Copy out, word for word, the part of the vetulicolian passage below that opens with the words containing "There is, of" and closes with "seen the book…)".

SELECTED PASSAGE:
>>
There is, of course, a but(t). To be precise, there are also long paragraphs discussing why the structure might not be a notochord after all. It’s much thicker than anything currently interpreted as such in reasonably clear Cambrian chordates, for one thing. Moreover, it ends right where the animal does, in a little notch that looks like a good old-fashioned arsehole. By the way, the paper notes, vetulicolian tails in general don’t go beyond their anuses by any reasonable interpretation of the anus, and a tail behind the anus is kind of a defining feature of chordates, though this study cites a book from the 1970s claiming that sea squirt larvae have a vestigial bit of proto-gut going all the way to the tip of the tail. (I suspect that claim could use the application of some modern cell labelling techniques, but I’ve not actually seen the book…)
… and there is a phylogenetic analysis, in which, if you interpret vetulicolians as deuterostomes (which impacts how you score their various features), they come out specifically as squirt relatives whether or not you count the notochord. I’m never sure how much stock to put in a phylogenetic analysis based on a few bits of anatomy gleaned from highly contentious fossils, but at least we can say that there are other things – like a hefty cuticle – beyond that notochord-or-not linking vetulicolians to a specific group of chordates.
<<
ENTRIES SUPPLIED:
>>
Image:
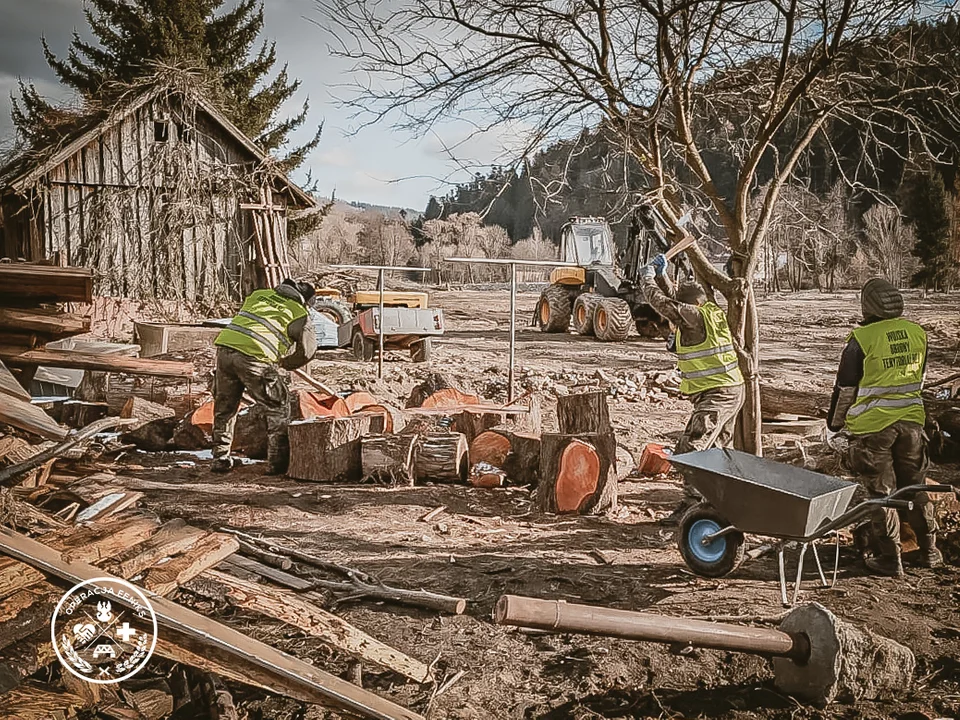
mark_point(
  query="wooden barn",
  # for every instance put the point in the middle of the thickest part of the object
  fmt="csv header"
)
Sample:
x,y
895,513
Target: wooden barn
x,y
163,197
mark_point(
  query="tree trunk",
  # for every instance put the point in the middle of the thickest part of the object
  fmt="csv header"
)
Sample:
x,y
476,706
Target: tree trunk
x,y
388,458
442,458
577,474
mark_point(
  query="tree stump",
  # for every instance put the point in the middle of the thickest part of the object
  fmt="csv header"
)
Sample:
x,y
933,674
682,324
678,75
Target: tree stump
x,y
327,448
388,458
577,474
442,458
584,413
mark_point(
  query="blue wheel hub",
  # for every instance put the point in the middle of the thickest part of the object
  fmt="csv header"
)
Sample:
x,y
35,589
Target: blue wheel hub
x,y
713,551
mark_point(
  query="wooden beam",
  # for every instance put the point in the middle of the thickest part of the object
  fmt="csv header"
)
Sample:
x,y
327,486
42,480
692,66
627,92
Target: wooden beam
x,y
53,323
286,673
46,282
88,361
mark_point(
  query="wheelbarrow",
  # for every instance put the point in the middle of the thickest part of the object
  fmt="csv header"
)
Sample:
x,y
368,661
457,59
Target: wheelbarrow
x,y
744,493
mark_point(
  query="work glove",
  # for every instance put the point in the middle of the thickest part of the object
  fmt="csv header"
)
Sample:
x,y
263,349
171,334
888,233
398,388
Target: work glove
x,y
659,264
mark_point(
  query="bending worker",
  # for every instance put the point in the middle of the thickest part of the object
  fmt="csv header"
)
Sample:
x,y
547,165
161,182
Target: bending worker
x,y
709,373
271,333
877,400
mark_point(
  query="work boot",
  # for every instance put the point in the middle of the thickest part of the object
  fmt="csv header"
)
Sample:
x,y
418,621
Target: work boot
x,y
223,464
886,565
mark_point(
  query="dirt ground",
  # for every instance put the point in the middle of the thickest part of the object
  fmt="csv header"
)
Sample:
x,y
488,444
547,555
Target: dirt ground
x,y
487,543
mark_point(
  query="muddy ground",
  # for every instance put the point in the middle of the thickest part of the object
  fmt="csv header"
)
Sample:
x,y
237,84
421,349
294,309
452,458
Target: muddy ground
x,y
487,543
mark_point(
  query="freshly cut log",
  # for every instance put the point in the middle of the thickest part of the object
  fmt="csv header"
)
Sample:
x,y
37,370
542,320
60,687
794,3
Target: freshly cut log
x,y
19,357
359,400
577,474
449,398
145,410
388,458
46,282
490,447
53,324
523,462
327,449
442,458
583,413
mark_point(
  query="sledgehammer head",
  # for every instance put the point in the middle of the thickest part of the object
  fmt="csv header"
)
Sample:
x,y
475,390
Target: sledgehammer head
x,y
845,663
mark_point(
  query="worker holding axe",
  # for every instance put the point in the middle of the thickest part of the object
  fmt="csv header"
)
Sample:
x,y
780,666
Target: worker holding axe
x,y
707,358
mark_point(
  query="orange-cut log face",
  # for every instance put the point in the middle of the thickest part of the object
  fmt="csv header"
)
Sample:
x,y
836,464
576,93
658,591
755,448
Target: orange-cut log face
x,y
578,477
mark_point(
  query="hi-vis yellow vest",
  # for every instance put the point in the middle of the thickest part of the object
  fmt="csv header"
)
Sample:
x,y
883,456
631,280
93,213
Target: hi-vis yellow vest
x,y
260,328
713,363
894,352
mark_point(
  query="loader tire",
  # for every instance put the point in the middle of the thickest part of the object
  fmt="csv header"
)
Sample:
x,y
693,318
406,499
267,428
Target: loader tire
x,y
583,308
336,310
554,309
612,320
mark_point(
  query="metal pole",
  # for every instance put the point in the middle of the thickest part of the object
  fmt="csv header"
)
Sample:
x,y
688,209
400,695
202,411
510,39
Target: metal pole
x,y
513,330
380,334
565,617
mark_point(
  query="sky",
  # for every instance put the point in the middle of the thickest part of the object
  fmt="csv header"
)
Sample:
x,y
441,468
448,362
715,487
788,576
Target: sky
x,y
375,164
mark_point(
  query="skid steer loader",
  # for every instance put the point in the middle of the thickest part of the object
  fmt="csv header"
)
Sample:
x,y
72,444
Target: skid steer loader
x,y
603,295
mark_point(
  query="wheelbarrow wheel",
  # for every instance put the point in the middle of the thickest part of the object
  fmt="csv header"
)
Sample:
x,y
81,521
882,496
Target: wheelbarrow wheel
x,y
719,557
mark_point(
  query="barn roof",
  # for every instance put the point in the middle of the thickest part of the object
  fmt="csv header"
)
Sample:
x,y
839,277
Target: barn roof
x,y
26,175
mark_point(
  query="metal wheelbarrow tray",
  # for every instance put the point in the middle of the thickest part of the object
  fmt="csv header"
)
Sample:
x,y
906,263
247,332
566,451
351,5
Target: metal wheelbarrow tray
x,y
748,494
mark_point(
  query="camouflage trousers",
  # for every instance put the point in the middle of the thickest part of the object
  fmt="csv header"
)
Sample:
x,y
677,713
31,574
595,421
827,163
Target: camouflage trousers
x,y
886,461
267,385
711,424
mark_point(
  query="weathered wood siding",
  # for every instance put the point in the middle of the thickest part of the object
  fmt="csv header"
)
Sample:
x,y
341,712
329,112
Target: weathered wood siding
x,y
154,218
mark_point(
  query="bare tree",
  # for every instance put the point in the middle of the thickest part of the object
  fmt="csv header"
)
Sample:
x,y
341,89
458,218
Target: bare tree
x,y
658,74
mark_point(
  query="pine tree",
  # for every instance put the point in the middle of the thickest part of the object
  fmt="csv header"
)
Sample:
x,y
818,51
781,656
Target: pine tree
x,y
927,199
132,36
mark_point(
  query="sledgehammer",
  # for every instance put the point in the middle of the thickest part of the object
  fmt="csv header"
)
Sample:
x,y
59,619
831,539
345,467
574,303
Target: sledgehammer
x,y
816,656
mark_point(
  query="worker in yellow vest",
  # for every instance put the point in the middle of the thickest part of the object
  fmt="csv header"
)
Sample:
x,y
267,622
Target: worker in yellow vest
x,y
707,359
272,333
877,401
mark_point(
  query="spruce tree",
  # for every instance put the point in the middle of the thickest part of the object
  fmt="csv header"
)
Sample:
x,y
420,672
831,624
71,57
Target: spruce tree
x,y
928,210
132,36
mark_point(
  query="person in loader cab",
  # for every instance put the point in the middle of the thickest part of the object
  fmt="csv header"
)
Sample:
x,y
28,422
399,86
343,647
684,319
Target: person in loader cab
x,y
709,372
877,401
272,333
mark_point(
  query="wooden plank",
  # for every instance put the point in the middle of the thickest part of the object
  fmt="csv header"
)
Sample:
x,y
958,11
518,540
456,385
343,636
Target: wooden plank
<<
PROBLEM SOLUTION:
There is, of course, a but(t). To be precise, there are also long paragraphs discussing why the structure might not be a notochord after all. It’s much thicker than anything currently interpreted as such in reasonably clear Cambrian chordates, for one thing. Moreover, it ends right where the animal does, in a little notch that looks like a good old-fashioned arsehole. By the way, the paper notes, vetulicolian tails in general don’t go beyond their anuses by any reasonable interpretation of the anus, and a tail behind the anus is kind of a defining feature of chordates, though this study cites a book from the 1970s claiming that sea squirt larvae have a vestigial bit of proto-gut going all the way to the tip of the tail. (I suspect that claim could use the application of some modern cell labelling techniques, but I’ve not actually seen the book…)